- TRAVAIL DEMANDÉ:
Renvoyez chaque ligne des données où figure le mot « background ».

- DONNÉES EXTRAITES:
__________________________________________________

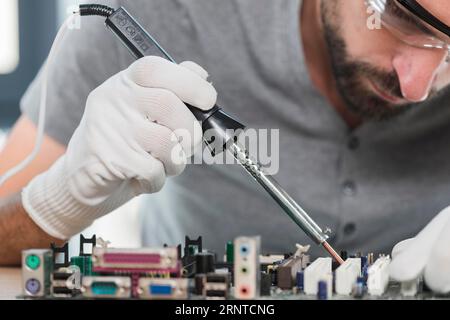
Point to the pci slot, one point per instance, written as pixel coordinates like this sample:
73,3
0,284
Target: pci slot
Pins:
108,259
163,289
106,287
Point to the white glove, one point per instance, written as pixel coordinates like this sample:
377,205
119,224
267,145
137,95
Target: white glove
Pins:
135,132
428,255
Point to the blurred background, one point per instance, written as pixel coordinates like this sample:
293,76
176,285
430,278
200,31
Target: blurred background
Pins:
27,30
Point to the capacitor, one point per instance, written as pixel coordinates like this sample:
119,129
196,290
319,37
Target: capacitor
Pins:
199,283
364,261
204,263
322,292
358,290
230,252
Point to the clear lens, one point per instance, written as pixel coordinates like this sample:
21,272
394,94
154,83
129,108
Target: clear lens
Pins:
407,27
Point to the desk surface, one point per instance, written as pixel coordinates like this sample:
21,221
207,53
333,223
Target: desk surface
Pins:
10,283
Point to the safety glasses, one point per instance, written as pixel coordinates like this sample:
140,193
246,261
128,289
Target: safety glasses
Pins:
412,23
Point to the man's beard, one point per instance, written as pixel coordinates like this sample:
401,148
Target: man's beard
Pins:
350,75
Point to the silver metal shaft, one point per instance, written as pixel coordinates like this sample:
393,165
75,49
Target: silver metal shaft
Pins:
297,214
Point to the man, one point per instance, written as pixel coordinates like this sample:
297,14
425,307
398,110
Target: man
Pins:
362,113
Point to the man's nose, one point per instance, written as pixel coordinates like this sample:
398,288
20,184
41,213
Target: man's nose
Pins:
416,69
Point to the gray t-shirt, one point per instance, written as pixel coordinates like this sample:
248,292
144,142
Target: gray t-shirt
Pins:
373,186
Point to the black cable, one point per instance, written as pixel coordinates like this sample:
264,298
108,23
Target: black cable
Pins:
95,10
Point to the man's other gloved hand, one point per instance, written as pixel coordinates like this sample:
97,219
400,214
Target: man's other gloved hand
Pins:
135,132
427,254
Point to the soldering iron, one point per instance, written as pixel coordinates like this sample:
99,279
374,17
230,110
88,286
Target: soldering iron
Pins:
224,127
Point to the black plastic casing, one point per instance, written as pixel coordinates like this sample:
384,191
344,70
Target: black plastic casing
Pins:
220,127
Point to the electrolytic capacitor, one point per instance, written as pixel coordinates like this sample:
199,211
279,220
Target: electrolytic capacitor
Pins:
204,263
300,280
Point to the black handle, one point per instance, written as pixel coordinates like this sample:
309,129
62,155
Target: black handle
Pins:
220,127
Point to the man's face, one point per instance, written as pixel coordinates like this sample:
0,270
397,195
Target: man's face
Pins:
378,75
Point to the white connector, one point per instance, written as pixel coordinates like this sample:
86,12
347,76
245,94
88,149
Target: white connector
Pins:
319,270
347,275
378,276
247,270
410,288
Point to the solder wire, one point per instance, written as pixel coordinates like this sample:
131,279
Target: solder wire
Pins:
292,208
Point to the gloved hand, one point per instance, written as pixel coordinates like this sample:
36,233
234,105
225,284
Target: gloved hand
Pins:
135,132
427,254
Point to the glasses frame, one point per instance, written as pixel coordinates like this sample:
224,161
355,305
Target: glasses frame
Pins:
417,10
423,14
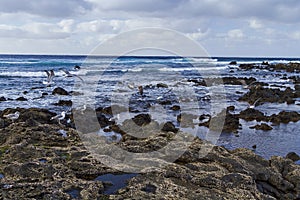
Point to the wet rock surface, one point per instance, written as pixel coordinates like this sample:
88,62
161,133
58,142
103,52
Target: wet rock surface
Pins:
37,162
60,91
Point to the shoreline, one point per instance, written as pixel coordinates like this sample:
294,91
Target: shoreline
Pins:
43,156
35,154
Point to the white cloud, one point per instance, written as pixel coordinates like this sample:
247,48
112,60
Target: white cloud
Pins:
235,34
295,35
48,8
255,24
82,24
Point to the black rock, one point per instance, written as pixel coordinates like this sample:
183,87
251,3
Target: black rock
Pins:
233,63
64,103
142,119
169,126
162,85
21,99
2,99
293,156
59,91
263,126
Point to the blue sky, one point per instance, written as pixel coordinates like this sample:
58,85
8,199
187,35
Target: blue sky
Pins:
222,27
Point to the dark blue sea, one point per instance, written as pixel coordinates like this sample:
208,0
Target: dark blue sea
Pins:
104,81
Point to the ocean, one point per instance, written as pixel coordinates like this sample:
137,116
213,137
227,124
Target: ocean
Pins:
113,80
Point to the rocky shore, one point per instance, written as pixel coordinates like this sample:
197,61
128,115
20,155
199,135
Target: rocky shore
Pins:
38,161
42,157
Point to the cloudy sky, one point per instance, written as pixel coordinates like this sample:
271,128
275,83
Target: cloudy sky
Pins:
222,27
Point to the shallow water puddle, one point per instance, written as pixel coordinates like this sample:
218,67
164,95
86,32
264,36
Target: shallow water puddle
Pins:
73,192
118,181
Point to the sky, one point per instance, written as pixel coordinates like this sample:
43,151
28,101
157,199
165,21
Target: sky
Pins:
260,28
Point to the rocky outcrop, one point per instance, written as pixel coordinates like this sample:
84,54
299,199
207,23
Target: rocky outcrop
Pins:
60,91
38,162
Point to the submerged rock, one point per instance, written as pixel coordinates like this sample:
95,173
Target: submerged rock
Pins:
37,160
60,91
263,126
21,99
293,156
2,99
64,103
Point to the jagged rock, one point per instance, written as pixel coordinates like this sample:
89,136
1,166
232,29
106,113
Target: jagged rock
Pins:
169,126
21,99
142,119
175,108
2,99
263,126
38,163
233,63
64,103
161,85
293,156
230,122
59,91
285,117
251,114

__________________________________________________

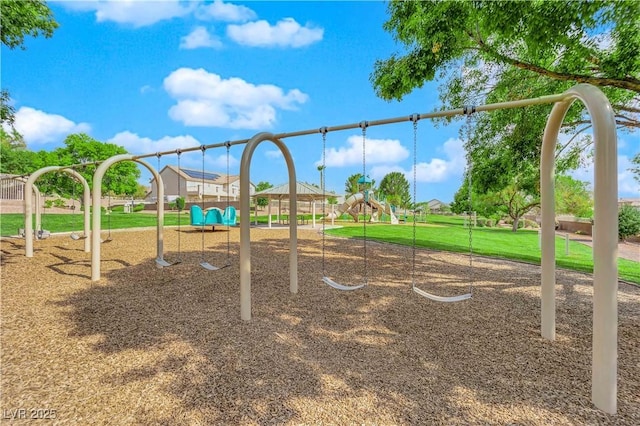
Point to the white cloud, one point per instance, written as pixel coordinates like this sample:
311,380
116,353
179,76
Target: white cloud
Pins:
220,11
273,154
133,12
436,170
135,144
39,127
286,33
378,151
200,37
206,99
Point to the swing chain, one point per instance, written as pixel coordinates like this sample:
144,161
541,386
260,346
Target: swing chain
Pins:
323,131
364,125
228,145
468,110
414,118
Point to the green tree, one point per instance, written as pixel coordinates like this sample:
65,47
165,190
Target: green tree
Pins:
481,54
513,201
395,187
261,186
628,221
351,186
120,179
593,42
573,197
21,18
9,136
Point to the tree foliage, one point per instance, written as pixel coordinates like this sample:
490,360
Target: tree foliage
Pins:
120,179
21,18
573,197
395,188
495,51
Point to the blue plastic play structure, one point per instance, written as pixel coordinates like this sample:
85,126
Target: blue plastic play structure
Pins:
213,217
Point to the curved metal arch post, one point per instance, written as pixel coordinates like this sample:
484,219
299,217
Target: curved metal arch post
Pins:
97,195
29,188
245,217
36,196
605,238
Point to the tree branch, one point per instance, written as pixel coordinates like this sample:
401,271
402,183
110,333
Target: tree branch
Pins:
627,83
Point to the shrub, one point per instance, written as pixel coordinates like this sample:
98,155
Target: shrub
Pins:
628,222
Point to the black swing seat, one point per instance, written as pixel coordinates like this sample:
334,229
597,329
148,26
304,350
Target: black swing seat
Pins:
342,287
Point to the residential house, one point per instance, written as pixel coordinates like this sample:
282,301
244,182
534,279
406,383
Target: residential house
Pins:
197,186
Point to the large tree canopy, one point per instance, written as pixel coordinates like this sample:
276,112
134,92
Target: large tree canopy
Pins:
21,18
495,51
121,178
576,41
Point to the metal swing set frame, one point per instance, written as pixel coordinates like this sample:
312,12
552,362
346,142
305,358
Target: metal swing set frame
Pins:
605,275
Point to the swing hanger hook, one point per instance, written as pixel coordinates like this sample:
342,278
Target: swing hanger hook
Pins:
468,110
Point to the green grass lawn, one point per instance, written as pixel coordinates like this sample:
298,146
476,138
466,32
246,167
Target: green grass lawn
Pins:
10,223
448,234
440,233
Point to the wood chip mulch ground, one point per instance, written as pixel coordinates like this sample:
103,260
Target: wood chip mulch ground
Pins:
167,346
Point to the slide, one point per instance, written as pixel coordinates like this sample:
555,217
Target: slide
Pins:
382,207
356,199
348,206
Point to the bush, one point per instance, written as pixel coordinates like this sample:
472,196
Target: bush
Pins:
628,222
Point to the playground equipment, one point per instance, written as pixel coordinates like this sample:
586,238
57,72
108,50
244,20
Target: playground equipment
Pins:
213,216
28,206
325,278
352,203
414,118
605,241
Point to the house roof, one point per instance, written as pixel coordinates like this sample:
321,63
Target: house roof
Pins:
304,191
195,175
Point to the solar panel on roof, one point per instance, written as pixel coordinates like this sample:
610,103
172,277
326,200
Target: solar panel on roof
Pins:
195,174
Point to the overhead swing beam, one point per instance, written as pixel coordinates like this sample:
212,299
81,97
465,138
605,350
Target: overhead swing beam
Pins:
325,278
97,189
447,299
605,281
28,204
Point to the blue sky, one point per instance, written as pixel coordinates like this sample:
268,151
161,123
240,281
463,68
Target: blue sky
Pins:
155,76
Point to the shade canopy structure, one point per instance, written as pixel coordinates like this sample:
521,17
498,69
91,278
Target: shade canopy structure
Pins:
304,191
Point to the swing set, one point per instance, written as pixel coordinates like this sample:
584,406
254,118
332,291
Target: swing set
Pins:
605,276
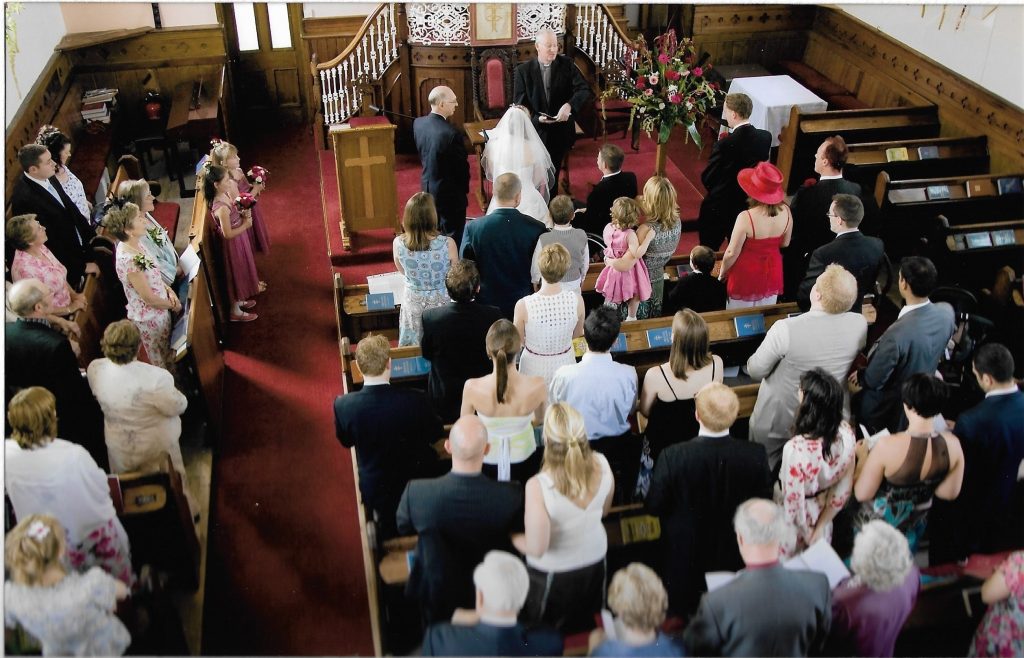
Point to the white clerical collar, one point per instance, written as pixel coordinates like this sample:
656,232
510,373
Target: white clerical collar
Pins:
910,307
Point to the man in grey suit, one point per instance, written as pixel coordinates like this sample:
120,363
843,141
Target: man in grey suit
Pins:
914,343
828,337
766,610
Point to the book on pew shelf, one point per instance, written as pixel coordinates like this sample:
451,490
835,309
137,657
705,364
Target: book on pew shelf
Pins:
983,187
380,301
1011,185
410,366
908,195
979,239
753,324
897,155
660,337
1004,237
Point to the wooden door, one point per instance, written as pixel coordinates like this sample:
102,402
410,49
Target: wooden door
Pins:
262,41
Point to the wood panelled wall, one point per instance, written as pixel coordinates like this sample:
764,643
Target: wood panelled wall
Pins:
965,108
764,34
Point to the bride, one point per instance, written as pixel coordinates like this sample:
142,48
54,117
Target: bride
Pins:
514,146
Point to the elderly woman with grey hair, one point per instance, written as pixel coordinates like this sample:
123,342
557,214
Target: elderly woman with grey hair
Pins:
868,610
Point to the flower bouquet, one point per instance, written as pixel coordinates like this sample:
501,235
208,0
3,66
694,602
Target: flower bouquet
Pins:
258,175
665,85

__________________________________________________

- RÉSULTAT:
Point to the blurred background, one point per instance, written as pixel coordinates like this sample:
Target: blurred background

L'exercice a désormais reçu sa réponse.